- _Énoncé 1_:
Répondez aux questions suivantes d'après l'extrait sur les vaccins :
(a) Dans la composition de quels vaccins les adjuvants lipidiques sont-ils récemment intervenus ?
(b) Quelles muqueuses sont mentionnées comme voies d'administration ?
(c) Quel est le dosage en virus grippaux du nouveau vaccin antigrippal, et celui de la version classique ?
- _Énoncé 2_: Recopiez sans modification le passage de l'extrait sur les vaccins qui commence aux mots « D’autres évolutions significatives » et s'achève après les mots « confort des patients. ».

- _Extrait du texte_:

++++

Méconnus et suspectés, les adjuvants permettent d’augmenter ou d’orienter la réponse immunitaire induite, en fonction des micro-organismes visés. Longtemps constitués à base d’aluminium, l’arrivée des adjuvants lipidiques trace aujourd’hui de nouvelles perspectives. Pour preuve, ils sont récemment intervenus dans la composition des vaccins contre les infections à papillomavirus ou le zona.
D’autres évolutions significatives sont également attendues pour varier les modes d’administration, via des patchs transdermiques ou par des muqueuses (orale, nasale, sublinguale, rectale ou vaginale). Pour partie existantes, ces nouvelles voies d’immunisation stimulent la réponse immunitaire et améliorent le confort des patients.
Autre défi majeur, l’optimisation de la vaccination passera inévitablement par le déploiement de nouvelles stratégies vaccinales, toujours plus personnalisées. Outre les femmes enceintes, les personnes âgées, immunodéprimées et celles à risque de contracter une infection liée aux soins seront des cibles privilégiées. Quelques innovations de rupture pourraient y contribuer, à commencer par un nouveau vaccin antigrippal, dont le dosage en virus grippaux est quatre fois plus élevé par rapport à la version classique (60 microgrammes versus 15). Actuellement disponible en Amérique du Nord, il est mis à contribution pour vacciner les plus de 65 ans.

++++

Contenu stocké:
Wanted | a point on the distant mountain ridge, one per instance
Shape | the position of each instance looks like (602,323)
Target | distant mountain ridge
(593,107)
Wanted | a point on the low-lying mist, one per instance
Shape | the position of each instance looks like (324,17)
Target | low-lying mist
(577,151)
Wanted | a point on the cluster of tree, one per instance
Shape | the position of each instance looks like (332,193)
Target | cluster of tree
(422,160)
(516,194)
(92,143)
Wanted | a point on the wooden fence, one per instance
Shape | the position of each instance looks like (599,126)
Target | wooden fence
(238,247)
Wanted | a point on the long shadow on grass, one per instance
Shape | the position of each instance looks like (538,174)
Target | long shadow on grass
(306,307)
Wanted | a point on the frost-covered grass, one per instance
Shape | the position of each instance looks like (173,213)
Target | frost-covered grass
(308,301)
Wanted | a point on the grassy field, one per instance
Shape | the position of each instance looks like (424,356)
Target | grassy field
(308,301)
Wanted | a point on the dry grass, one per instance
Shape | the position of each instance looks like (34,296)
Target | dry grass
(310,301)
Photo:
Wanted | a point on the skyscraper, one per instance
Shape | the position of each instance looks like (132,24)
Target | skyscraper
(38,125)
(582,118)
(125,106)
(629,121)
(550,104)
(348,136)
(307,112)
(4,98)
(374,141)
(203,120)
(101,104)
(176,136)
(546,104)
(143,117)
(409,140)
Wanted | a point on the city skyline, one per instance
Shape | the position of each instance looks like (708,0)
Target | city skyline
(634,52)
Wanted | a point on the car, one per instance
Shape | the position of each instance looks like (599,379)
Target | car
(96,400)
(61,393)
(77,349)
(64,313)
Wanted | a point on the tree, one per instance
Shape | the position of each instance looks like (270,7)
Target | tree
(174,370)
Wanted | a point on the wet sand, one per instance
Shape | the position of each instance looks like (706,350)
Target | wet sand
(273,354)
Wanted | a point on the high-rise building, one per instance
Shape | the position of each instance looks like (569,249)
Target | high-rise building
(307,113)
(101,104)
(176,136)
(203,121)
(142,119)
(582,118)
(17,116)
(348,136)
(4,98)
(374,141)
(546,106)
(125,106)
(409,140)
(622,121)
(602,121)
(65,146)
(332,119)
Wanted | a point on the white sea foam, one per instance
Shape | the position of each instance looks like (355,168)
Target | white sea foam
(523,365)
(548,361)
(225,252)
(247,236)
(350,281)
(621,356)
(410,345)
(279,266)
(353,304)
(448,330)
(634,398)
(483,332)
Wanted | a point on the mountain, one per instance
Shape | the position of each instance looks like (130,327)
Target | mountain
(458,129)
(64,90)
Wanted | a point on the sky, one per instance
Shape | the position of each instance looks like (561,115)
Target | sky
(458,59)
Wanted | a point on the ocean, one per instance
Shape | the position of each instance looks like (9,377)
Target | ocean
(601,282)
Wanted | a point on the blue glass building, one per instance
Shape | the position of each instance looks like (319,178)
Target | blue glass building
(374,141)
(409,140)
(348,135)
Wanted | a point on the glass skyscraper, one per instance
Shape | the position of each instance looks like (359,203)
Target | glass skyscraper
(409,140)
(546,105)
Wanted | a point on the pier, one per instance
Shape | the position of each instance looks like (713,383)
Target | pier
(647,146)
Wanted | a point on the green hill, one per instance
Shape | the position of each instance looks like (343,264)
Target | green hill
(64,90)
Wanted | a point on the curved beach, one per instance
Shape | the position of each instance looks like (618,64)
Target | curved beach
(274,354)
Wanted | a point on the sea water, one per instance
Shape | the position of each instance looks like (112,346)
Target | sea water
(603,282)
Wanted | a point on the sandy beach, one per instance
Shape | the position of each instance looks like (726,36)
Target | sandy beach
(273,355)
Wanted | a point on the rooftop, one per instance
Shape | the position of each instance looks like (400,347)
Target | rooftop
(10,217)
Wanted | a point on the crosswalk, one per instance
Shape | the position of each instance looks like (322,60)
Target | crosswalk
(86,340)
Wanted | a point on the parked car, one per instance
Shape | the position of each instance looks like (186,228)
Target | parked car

++++

- _Réponse rédigée 1_:
(a) Les vaccins contre les infections à papillomavirus ou le zona.
(b) Les muqueuses orale, nasale, sublinguale, rectale ou vaginale.
(c) 60 microgrammes pour le nouveau vaccin, contre 15 pour la version classique.

- _Réponse rédigée 2_:
D’autres évolutions significatives sont également attendues pour varier les modes d’administration, via des patchs transdermiques ou par des muqueuses (orale, nasale, sublinguale, rectale ou vaginale). Pour partie existantes, ces nouvelles voies d’immunisation stimulent la réponse immunitaire et améliorent le confort des patients.